_About this exercise_
What is the count of lines in the data that hold the string "wooden"? State the number alone.

_Data records_

▼

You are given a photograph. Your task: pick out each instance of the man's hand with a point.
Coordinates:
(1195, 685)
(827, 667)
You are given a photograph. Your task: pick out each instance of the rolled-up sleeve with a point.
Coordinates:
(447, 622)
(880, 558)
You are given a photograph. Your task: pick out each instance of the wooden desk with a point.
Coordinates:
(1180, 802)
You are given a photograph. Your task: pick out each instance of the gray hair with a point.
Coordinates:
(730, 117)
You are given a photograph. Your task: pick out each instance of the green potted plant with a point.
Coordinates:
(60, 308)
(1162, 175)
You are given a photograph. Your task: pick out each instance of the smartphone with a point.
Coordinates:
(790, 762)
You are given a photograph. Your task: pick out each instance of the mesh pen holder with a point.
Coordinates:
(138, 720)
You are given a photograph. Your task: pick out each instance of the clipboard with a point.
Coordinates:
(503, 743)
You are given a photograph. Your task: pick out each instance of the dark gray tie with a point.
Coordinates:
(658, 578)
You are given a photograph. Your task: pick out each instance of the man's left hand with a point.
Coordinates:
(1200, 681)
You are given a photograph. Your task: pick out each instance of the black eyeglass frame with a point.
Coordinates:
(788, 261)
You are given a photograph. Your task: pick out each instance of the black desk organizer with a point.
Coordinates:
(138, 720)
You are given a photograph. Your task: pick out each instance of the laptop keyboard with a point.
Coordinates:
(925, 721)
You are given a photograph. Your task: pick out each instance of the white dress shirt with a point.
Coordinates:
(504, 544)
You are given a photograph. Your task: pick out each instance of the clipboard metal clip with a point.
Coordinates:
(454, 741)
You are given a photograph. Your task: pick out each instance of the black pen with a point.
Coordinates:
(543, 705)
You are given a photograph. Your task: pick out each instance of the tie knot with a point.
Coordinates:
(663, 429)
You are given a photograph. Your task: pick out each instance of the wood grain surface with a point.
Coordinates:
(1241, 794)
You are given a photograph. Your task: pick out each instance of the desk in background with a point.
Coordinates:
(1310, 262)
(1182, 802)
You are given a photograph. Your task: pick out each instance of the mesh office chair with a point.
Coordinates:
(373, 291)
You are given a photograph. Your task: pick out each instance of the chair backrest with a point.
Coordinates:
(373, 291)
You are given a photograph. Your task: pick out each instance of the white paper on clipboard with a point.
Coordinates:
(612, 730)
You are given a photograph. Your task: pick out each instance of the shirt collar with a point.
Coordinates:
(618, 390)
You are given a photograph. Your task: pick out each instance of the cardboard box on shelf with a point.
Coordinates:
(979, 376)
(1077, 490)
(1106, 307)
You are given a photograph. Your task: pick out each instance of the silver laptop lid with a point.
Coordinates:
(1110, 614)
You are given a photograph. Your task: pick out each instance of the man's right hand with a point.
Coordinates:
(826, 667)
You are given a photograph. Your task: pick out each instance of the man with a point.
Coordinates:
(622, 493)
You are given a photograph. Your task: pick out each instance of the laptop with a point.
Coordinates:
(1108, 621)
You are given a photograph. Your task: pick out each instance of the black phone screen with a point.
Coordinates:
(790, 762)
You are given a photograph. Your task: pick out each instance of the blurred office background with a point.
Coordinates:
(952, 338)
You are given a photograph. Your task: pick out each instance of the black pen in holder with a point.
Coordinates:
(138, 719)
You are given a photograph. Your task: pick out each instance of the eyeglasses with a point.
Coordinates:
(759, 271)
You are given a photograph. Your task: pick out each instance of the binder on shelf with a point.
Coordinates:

▲
▼

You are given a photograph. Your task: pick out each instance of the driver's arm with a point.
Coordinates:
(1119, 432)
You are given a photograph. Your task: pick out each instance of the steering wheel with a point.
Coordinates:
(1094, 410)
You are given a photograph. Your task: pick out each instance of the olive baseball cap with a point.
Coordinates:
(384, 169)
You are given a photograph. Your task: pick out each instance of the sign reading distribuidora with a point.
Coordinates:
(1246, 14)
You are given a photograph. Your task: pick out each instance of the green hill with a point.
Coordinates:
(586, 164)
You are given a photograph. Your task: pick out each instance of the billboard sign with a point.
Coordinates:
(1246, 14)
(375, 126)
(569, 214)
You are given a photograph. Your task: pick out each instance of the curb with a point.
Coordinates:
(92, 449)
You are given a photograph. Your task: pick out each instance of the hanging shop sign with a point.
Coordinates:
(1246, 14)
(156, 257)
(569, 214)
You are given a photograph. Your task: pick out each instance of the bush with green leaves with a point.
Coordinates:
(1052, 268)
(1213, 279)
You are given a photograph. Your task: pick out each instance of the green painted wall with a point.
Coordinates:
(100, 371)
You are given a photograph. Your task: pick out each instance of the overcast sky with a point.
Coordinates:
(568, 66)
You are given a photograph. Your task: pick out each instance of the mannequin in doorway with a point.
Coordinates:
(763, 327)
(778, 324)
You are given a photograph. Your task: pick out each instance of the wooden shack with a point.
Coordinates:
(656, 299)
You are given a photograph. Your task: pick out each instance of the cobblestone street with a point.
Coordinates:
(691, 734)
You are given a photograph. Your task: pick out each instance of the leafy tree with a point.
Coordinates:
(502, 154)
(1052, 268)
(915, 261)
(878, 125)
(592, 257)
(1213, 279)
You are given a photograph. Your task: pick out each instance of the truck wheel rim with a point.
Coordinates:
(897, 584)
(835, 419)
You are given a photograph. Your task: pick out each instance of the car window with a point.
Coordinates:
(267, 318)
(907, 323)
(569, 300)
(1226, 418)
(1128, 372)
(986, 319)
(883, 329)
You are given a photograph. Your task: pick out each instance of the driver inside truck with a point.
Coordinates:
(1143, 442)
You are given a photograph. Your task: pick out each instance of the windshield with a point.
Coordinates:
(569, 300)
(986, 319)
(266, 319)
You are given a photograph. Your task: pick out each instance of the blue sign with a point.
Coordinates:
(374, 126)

▲

_Task answer_
2